**JOB:** Find each line in the records below that contains the word "lapel", and copy those lines.

**THE INPUT:**

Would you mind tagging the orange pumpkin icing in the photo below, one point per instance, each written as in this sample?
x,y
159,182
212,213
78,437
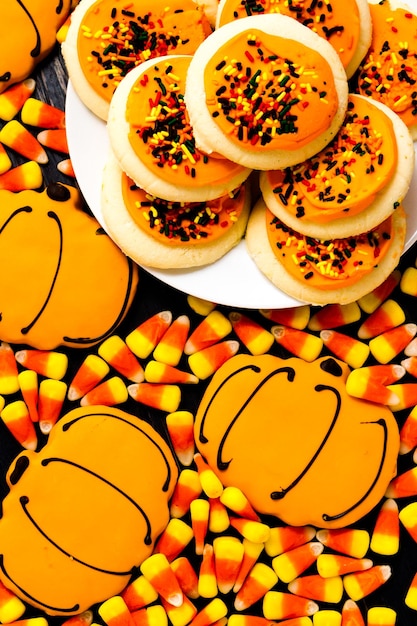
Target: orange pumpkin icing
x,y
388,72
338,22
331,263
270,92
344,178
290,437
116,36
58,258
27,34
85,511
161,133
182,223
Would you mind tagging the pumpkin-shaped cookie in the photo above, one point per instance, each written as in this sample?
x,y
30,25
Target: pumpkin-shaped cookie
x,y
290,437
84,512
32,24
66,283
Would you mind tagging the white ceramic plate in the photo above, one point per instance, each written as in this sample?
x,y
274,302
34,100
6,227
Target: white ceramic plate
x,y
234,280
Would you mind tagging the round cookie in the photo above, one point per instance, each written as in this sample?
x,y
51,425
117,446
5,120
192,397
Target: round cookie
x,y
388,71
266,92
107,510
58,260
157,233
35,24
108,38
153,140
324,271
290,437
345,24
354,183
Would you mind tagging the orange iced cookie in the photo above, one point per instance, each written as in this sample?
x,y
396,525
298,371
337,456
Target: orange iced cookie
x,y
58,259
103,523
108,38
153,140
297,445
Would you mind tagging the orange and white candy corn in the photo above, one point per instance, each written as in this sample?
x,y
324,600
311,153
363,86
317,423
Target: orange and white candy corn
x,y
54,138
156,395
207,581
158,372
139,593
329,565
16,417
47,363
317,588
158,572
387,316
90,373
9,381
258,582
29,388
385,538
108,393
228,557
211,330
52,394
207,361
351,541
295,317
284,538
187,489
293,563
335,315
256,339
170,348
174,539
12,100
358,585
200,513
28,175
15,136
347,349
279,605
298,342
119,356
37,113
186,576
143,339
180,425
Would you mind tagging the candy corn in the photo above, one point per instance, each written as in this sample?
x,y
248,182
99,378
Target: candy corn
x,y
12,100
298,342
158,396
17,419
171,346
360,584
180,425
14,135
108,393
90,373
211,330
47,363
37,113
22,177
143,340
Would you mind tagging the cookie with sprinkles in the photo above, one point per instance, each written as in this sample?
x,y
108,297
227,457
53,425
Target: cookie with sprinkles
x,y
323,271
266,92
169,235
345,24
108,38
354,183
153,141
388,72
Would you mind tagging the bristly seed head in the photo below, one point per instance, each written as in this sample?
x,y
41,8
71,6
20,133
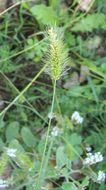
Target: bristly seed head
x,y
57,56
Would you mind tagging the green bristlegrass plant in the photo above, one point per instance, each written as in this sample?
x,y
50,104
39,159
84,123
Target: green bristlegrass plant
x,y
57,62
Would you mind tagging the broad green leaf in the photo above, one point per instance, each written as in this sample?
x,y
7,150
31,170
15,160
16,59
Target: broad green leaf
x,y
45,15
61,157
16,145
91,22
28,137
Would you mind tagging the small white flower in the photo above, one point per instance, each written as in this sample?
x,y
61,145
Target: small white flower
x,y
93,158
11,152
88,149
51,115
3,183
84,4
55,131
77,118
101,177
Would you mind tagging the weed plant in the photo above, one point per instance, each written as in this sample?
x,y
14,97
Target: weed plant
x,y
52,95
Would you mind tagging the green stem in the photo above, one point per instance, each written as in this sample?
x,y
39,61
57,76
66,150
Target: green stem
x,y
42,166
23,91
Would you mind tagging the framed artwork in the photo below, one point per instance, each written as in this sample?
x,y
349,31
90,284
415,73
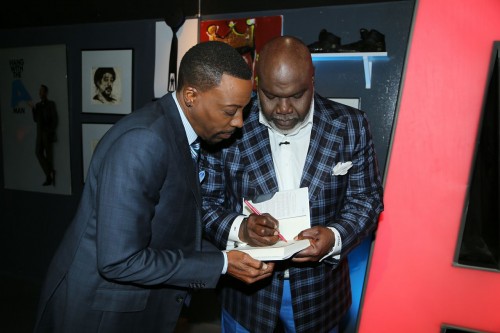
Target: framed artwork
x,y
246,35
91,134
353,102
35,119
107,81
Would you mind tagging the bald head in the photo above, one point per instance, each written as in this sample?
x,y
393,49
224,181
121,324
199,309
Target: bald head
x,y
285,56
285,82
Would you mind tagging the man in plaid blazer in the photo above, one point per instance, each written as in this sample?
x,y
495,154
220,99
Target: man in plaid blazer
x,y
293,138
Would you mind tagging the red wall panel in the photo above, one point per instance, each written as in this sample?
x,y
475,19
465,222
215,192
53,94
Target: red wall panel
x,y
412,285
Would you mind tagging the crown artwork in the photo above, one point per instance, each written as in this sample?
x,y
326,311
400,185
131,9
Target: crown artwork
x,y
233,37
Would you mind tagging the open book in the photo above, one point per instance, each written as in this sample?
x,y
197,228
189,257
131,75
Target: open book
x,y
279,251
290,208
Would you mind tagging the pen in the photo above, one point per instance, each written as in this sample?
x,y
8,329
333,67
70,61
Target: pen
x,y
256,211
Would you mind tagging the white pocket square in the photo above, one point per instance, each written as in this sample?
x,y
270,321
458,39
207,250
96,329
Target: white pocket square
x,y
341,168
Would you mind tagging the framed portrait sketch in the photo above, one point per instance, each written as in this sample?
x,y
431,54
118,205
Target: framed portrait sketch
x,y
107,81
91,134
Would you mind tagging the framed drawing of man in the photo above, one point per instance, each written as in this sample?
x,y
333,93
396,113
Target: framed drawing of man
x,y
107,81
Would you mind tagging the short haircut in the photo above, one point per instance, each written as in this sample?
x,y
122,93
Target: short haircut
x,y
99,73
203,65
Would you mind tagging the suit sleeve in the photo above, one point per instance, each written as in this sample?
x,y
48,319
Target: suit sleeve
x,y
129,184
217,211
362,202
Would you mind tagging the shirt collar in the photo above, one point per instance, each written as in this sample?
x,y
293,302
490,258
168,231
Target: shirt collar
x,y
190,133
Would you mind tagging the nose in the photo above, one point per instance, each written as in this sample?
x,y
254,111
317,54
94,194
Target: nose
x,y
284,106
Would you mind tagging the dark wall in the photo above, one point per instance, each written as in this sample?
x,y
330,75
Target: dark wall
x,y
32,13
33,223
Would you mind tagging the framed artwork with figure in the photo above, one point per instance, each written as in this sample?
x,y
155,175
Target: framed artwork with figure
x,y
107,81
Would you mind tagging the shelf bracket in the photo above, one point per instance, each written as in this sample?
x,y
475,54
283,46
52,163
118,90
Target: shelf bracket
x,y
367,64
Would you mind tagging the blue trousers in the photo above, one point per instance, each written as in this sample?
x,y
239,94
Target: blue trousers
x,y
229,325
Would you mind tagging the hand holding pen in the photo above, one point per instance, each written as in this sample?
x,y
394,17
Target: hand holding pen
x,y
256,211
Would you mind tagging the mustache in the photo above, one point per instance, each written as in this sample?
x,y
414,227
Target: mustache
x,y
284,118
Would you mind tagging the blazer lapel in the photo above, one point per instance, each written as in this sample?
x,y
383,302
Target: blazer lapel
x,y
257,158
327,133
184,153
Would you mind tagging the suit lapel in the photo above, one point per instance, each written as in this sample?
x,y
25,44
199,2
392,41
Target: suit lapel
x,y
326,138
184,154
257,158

--

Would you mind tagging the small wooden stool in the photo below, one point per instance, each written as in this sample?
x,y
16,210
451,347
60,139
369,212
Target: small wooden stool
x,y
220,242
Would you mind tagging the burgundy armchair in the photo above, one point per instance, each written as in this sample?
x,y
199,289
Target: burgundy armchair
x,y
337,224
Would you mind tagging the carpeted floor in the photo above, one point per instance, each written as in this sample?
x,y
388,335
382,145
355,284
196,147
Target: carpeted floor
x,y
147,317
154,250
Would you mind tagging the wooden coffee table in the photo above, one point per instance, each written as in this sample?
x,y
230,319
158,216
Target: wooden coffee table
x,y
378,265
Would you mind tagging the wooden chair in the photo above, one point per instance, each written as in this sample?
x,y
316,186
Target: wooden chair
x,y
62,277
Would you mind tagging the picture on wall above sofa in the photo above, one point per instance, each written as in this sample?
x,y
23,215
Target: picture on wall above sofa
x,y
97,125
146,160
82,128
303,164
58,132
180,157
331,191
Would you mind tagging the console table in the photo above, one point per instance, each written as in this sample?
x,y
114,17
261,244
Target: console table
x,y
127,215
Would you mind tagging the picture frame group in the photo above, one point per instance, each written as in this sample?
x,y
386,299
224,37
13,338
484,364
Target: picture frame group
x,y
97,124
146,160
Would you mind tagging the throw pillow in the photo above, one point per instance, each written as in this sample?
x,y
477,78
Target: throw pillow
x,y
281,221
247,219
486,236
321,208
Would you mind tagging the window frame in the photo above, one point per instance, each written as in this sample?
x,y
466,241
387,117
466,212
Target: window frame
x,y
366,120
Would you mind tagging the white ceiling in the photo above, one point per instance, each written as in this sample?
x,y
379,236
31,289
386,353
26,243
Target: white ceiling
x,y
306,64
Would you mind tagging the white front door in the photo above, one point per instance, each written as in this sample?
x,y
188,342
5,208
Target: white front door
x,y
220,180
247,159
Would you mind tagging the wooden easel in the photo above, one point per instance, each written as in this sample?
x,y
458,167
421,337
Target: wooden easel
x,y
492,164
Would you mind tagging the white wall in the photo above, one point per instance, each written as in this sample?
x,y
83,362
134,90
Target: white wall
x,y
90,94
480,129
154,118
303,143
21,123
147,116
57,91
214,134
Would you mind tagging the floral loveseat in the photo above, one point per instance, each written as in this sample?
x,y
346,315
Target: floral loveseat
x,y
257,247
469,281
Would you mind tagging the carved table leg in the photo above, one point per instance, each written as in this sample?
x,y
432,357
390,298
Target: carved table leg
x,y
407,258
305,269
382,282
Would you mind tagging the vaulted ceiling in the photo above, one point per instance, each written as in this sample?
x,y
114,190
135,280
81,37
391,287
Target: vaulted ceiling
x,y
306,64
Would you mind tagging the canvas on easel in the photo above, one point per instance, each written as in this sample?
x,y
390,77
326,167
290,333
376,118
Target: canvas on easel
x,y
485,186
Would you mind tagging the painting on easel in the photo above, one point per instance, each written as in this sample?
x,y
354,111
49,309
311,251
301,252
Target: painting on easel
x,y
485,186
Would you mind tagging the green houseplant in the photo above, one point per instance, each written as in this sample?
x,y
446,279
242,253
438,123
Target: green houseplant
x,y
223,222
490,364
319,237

---

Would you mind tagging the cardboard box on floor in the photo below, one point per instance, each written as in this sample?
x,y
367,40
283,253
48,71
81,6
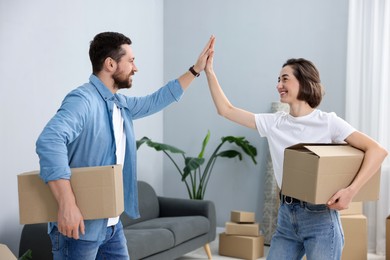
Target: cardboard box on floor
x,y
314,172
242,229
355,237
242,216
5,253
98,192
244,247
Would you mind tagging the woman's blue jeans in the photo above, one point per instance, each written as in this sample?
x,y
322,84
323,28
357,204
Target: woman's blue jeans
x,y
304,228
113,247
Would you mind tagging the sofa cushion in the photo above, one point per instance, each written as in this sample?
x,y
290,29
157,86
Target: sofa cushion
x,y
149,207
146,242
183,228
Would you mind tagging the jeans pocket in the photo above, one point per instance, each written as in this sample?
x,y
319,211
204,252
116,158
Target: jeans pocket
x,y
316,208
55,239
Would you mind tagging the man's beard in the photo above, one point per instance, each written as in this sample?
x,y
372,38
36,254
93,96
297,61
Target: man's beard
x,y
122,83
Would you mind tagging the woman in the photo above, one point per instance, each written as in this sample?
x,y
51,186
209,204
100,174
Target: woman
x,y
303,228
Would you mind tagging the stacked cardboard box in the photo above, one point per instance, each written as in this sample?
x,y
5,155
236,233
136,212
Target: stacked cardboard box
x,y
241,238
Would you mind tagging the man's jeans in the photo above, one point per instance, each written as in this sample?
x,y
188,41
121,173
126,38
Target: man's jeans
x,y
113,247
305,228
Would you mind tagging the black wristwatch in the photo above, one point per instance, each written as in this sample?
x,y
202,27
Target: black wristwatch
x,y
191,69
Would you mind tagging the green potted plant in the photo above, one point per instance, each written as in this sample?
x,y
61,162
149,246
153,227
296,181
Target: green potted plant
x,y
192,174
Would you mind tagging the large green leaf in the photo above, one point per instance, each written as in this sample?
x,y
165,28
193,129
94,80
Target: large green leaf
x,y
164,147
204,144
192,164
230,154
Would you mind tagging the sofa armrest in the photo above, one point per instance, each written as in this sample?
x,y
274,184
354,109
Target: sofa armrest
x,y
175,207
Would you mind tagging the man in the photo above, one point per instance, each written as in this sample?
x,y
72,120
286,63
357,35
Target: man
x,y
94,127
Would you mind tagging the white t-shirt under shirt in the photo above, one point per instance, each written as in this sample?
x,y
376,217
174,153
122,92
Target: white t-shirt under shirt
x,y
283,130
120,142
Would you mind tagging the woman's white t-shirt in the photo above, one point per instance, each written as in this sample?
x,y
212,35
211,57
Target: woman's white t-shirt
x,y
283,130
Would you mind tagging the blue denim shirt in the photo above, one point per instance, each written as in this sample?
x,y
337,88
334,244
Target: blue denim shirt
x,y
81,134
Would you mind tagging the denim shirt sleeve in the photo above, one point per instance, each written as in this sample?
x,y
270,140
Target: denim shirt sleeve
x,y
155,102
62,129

**THE ANSWER:**
Would you mind tagging the blazer lapel in the photo above, one point per instance, each written as in this sample?
Target: blazer lapel
Would you mind tagging the suit lapel in the photo above, one point per instance, each written as in this sample?
Target: suit lapel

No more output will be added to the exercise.